SELECTED EXCERPT
+---+

Tuesday, September 29, 2015

Good Karma? No, incredibly awesome karma!!

Okay, so I'm a Christian, not a Buddhist, so karma really isn't in my vocab, but in this case, it works.  I like to call it love, support, community, friends, connection.  The week following my diagnosis reveal, we called family and friends for support and prayer.  I wasn't ready for social media.  That makes me "news" and this wasn't news.  It's my life.  And I was scared.  I needed time to let it soak in, to feel God's hand on my shoulder, to feel comfortable talking about what was happening without crying.  I knew that I would receive nothing but positive vibes, love, more prayer and support when I decided to "let the world know" as I call it now, which I knew I would need.  I'll be honest.  I am that girl.  I have grown to love, then dislike, then love again, what social media creates.  Sometimes it's showy, braggy, too revealing.  But sometimes it's the opposite.  It's reality.  It's pain, it's asking for help, it's sharing what's going on in our lives so that we have an extended hand of community.  And for that I am grateful.  Two days ago I posted my blog on Facebook.  Today I am in awe at the encouragement and support that I feel.  It's actually a little overwhelming.  That can't be bad.  Jack put it this way "Babe, you give out an incredible amount of love to the world.  You now need a little back.  It all comes back around."  The constant stream of text messages and phone calls, the flowers, the cards, the meals, the caramel macchiato's, the late night convos, the hand holding, the wiping of tears and the tender "I love you's."  Thank you, friends.  I love you too.  And I do need you.  We all need each other through this crazy lovely journey around the sun.

+---+

Dataset entries
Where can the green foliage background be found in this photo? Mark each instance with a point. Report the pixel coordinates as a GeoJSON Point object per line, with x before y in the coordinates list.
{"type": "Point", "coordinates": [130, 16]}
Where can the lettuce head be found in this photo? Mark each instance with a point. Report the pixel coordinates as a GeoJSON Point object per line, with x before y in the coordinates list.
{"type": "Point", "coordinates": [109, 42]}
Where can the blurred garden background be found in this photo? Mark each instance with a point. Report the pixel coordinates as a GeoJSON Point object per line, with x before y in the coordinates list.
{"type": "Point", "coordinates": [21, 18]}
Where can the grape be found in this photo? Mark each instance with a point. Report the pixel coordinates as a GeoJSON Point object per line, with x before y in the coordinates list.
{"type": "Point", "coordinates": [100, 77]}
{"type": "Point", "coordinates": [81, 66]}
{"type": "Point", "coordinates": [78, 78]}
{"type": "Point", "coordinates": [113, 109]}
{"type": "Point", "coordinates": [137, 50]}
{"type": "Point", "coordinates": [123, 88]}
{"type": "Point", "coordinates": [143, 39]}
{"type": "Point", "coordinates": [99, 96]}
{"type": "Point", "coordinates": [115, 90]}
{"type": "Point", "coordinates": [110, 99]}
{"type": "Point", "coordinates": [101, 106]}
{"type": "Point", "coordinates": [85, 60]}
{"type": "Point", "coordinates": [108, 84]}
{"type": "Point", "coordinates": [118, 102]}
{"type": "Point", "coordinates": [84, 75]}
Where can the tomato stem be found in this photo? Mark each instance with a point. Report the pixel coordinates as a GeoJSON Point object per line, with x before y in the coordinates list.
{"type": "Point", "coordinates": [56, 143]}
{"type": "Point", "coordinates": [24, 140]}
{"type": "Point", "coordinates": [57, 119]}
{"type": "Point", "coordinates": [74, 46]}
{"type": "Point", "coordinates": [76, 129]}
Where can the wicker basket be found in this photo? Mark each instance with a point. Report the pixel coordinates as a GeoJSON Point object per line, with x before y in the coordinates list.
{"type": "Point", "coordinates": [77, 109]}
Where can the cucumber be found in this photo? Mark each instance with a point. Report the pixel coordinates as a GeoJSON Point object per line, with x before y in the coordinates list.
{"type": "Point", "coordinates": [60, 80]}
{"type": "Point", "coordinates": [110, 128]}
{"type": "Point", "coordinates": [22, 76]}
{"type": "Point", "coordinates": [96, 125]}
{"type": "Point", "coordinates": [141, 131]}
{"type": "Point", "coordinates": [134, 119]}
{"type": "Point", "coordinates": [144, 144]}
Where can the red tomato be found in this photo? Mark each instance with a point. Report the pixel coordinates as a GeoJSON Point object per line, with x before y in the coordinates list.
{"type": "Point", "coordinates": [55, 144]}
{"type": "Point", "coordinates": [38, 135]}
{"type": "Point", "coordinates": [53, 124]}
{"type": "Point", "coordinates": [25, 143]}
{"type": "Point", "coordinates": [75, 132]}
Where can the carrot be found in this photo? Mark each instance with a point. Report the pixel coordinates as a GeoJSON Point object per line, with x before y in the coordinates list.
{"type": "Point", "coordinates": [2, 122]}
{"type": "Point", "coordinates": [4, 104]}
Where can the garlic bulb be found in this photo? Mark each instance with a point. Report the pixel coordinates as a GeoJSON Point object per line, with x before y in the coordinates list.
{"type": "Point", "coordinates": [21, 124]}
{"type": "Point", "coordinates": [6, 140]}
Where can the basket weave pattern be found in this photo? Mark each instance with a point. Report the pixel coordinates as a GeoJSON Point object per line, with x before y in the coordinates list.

+---+

TASK LIST
1) Do these statements agree with the karma blog post? Answer yes or no for each and quote the deciding words from the post.
(a) The writer posted the blog on Facebook two days ago.
(b) The writer identifies as a Buddhist.
(c) In the week after the diagnosis reveal, the writer shared the news on social media.
2) Please carry the karma blog post further from where it stops.

ANSWERS BY TASK
1)
(a) Yes: "Two days ago I posted my blog on Facebook."
(b) No: "I'm a Christian, not a Buddhist"
(c) No: "I wasn't ready for social media."

2)
Onto the update: During that week a lot of people were praying for me as I stepped into a new doctors office or lab almost every day, sometimes two in one day.  Consulted with Dr. K to have surgery on Friday, September 4th.  Had my first appointment with Dr. L, my oncologist (that was brutal...walking into Western Washington Oncology through a waiting room full of old people.  I'm rare at an office like this).  Spent time with good friends (S&C) who dig deep, know me well and are making sure that I'm taken care of and emotionally stable.  Jack and I are eternally grateful for them and feel like we'd be missing out without them in our lives.  Our kids are amazing.  Keegan and Hannah rise and fall with grit and grace.  They are strong and supportive, taking care of themselves and serving me in any way possible.  They are also weak.  Sobbing in confusion and frustration.  Is their mom going to be okay?  They can't imagine me sick...down for 6 months.  "You're our rock, mom.  This isn't fair!!"  We love on each other every day.  We take care of each other.

So, cheers to an incredible support system, friends whose hearts are bigger than the sun, a family who gives endless love and adoration to their mama/wifey, and believe it or not, to social media.  Because I can't possibly reach all of you individually to ask for prayer.  And flowers.  And maybe food.